■ **Prompt**:
Print every one of the following records line for line, with no changes at all.
━━━━━ Supplied entries ━━━━━
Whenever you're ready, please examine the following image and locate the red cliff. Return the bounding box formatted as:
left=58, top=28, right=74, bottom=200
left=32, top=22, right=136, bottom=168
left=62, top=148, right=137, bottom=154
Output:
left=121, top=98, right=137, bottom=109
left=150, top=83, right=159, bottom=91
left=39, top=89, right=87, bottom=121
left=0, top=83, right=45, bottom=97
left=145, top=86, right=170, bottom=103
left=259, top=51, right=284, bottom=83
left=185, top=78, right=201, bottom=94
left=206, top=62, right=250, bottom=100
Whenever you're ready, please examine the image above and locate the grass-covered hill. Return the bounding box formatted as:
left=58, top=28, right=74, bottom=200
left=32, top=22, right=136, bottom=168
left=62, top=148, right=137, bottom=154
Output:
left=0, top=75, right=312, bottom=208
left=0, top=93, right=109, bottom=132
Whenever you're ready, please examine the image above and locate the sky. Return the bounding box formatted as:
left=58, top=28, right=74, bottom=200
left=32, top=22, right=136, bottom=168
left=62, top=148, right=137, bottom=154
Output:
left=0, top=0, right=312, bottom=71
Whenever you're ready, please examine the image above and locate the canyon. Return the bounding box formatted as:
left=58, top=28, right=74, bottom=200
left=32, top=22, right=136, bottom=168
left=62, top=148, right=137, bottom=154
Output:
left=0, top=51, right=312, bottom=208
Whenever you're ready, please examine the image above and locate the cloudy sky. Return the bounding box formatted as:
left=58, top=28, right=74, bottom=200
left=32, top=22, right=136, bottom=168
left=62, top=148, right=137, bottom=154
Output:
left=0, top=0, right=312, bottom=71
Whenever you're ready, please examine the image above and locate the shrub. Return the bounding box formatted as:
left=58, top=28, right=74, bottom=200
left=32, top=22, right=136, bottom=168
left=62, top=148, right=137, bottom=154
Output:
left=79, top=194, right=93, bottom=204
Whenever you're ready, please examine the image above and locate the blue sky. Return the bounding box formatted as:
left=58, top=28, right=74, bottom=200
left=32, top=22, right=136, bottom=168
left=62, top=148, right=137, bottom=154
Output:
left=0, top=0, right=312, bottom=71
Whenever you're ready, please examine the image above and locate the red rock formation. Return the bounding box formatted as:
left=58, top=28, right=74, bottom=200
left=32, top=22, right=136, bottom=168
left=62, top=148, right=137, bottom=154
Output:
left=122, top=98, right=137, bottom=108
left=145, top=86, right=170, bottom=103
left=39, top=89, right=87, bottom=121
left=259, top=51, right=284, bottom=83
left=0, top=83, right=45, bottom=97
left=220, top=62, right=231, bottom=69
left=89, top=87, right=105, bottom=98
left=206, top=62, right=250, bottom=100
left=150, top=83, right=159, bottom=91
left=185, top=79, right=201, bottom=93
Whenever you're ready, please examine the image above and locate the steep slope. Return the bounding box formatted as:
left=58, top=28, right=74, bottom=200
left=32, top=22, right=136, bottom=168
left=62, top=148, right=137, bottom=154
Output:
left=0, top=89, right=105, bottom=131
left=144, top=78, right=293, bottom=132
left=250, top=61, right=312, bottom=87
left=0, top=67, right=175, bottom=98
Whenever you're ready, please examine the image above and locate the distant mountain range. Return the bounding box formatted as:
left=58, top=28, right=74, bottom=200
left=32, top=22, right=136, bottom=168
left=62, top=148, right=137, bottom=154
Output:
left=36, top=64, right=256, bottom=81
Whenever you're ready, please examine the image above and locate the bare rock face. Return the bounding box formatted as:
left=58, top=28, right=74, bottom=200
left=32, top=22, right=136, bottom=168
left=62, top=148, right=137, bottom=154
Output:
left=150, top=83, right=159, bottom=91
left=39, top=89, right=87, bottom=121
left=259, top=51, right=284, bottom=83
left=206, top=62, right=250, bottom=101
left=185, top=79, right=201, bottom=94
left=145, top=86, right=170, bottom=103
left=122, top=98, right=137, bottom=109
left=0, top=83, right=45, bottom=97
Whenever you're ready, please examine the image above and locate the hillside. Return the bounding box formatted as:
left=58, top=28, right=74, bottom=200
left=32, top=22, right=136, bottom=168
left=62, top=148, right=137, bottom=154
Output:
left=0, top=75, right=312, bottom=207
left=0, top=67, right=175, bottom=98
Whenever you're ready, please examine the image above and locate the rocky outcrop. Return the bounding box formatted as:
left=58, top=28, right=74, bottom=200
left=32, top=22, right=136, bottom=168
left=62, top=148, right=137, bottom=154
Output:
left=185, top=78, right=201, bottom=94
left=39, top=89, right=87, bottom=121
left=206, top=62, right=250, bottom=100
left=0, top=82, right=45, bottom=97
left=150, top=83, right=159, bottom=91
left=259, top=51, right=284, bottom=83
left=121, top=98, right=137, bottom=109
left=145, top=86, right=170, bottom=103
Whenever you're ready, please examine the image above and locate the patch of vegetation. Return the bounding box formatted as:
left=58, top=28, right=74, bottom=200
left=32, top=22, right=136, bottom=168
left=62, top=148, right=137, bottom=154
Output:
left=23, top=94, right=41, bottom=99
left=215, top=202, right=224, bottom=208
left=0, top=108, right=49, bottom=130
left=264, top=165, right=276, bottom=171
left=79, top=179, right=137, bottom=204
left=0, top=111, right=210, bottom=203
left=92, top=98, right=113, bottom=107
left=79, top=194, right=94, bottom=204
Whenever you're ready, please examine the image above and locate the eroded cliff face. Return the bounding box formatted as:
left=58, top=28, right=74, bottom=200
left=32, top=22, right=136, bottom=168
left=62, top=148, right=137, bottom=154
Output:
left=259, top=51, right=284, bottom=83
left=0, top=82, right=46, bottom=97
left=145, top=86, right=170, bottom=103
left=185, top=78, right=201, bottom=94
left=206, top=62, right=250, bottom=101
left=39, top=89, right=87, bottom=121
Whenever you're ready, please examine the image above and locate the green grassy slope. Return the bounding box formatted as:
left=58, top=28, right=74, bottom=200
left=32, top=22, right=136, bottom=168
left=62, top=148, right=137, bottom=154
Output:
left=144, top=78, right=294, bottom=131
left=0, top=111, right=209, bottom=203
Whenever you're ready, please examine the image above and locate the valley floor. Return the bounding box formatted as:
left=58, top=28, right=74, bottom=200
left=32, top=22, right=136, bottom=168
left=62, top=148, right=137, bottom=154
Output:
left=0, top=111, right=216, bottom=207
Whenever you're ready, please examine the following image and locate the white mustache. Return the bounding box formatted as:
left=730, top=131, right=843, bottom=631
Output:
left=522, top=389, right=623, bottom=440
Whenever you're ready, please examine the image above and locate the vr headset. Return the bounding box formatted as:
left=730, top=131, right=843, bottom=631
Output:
━━━━━
■ **Written response**:
Whenever you're ready, please examine the following image and locate the red cliff. Return the bounding box formatted as:
left=58, top=28, right=74, bottom=200
left=32, top=22, right=136, bottom=168
left=62, top=148, right=137, bottom=154
Output:
left=121, top=98, right=137, bottom=109
left=150, top=83, right=159, bottom=91
left=39, top=89, right=87, bottom=121
left=0, top=83, right=45, bottom=97
left=145, top=86, right=170, bottom=103
left=259, top=51, right=284, bottom=83
left=185, top=78, right=201, bottom=94
left=206, top=62, right=250, bottom=100
Whenever you're ready, please examine the image above and locate the grass-covered hill. Return the bounding box formatted as:
left=58, top=28, right=74, bottom=200
left=32, top=22, right=136, bottom=168
left=62, top=148, right=137, bottom=154
Output:
left=0, top=75, right=312, bottom=208
left=0, top=93, right=109, bottom=132
Whenever you're ready, please examine the image above and locate the sky. Return the bounding box formatted as:
left=58, top=28, right=74, bottom=200
left=32, top=22, right=136, bottom=168
left=62, top=148, right=137, bottom=154
Output:
left=0, top=0, right=312, bottom=71
Whenever you're ready, please examine the image above and locate the canyon. Return the bounding box formatted as:
left=58, top=28, right=74, bottom=200
left=32, top=22, right=136, bottom=168
left=62, top=148, right=137, bottom=154
Output:
left=0, top=51, right=312, bottom=208
Whenever you're ready, please examine the image above and locate the cloudy sky. Return the bounding box formatted as:
left=58, top=28, right=74, bottom=200
left=32, top=22, right=136, bottom=168
left=62, top=148, right=137, bottom=154
Output:
left=0, top=0, right=312, bottom=71
Whenever you're ready, please examine the image above and locate the shrub. Return the bounding box formatted as:
left=58, top=28, right=74, bottom=200
left=32, top=22, right=136, bottom=168
left=62, top=148, right=137, bottom=154
Output:
left=79, top=194, right=93, bottom=204
Whenever you're ready, please examine the image above and locate the blue sky. Return the bounding box formatted as:
left=58, top=28, right=74, bottom=200
left=32, top=22, right=136, bottom=168
left=62, top=148, right=137, bottom=154
Output:
left=0, top=0, right=312, bottom=71
Whenever you're ready, please examine the image above and locate the red rock formation. Return the bounding box formatted as:
left=58, top=28, right=74, bottom=200
left=32, top=22, right=136, bottom=168
left=62, top=148, right=137, bottom=154
Output:
left=122, top=98, right=137, bottom=108
left=145, top=86, right=170, bottom=103
left=39, top=89, right=87, bottom=121
left=259, top=51, right=284, bottom=83
left=0, top=83, right=45, bottom=97
left=220, top=62, right=231, bottom=69
left=89, top=87, right=105, bottom=98
left=206, top=62, right=250, bottom=100
left=150, top=83, right=159, bottom=91
left=185, top=79, right=201, bottom=93
Whenever you're ready, please examine the image above and locate the steep slope. Return the bounding box formatted as:
left=58, top=28, right=74, bottom=200
left=32, top=22, right=136, bottom=168
left=62, top=148, right=137, bottom=154
Output:
left=0, top=89, right=105, bottom=131
left=144, top=78, right=293, bottom=132
left=250, top=61, right=312, bottom=87
left=0, top=67, right=175, bottom=98
Whenever you're ready, please examine the image above and locate the distant mountain range. Return the bounding box formatted as:
left=58, top=28, right=74, bottom=200
left=32, top=22, right=136, bottom=168
left=62, top=148, right=137, bottom=154
Output:
left=36, top=64, right=256, bottom=81
Whenever you're ready, please examine the image above and locate the bare rock face. Return the bounding box formatted as:
left=58, top=28, right=74, bottom=200
left=32, top=22, right=136, bottom=168
left=62, top=148, right=137, bottom=154
Output:
left=150, top=83, right=159, bottom=91
left=39, top=89, right=87, bottom=121
left=259, top=51, right=284, bottom=83
left=206, top=62, right=250, bottom=101
left=185, top=79, right=201, bottom=94
left=145, top=86, right=170, bottom=103
left=122, top=98, right=137, bottom=109
left=0, top=83, right=45, bottom=97
Whenever you're ready, please examine the image above and locate the hillside. Return the bounding box formatted as:
left=58, top=28, right=74, bottom=200
left=32, top=22, right=136, bottom=168
left=62, top=148, right=137, bottom=154
Output:
left=0, top=75, right=312, bottom=207
left=0, top=67, right=175, bottom=98
Whenever you're ready, please examine the image above and locate the rocky outcrop. Return the bounding box formatted as:
left=58, top=28, right=74, bottom=200
left=32, top=22, right=136, bottom=168
left=62, top=148, right=137, bottom=154
Output:
left=185, top=78, right=201, bottom=94
left=39, top=89, right=87, bottom=121
left=206, top=62, right=250, bottom=100
left=0, top=82, right=45, bottom=97
left=150, top=83, right=159, bottom=91
left=259, top=51, right=284, bottom=83
left=121, top=98, right=137, bottom=109
left=145, top=86, right=170, bottom=103
Whenever you're ready, please examine the image above and locate the patch of vegetation. Return the bounding box formatted as:
left=58, top=28, right=74, bottom=200
left=32, top=22, right=136, bottom=168
left=62, top=148, right=137, bottom=154
Output:
left=23, top=94, right=41, bottom=99
left=215, top=202, right=224, bottom=208
left=0, top=108, right=49, bottom=130
left=264, top=165, right=276, bottom=171
left=79, top=179, right=137, bottom=204
left=0, top=111, right=210, bottom=203
left=92, top=98, right=113, bottom=107
left=79, top=194, right=94, bottom=204
Whenever you're ready, please examine the image above and locate the eroded cliff face. Return the bounding box formatted as:
left=58, top=28, right=74, bottom=200
left=32, top=22, right=136, bottom=168
left=62, top=148, right=137, bottom=154
Output:
left=259, top=51, right=284, bottom=83
left=0, top=82, right=46, bottom=97
left=145, top=86, right=170, bottom=103
left=185, top=78, right=201, bottom=94
left=206, top=62, right=250, bottom=101
left=39, top=89, right=87, bottom=121
Whenever you're ready, please examine the image above and locate the green grassy slope. Return the bounding box formatted as:
left=58, top=28, right=74, bottom=200
left=32, top=22, right=136, bottom=168
left=62, top=148, right=137, bottom=154
Output:
left=144, top=78, right=294, bottom=131
left=0, top=111, right=209, bottom=203
Whenever you're ready, please examine the image above and locate the valley floor. Return the bounding box formatted as:
left=58, top=28, right=74, bottom=200
left=32, top=22, right=136, bottom=168
left=62, top=148, right=137, bottom=154
Output:
left=0, top=111, right=216, bottom=207
Whenever you're ready, please examine the following image and locate the white mustache. Return the bounding box formatted as:
left=730, top=131, right=843, bottom=631
Output:
left=522, top=389, right=623, bottom=440
Whenever you're ready, please examine the image above and locate the vr headset. Return the bounding box formatted as:
left=730, top=131, right=843, bottom=631
Output:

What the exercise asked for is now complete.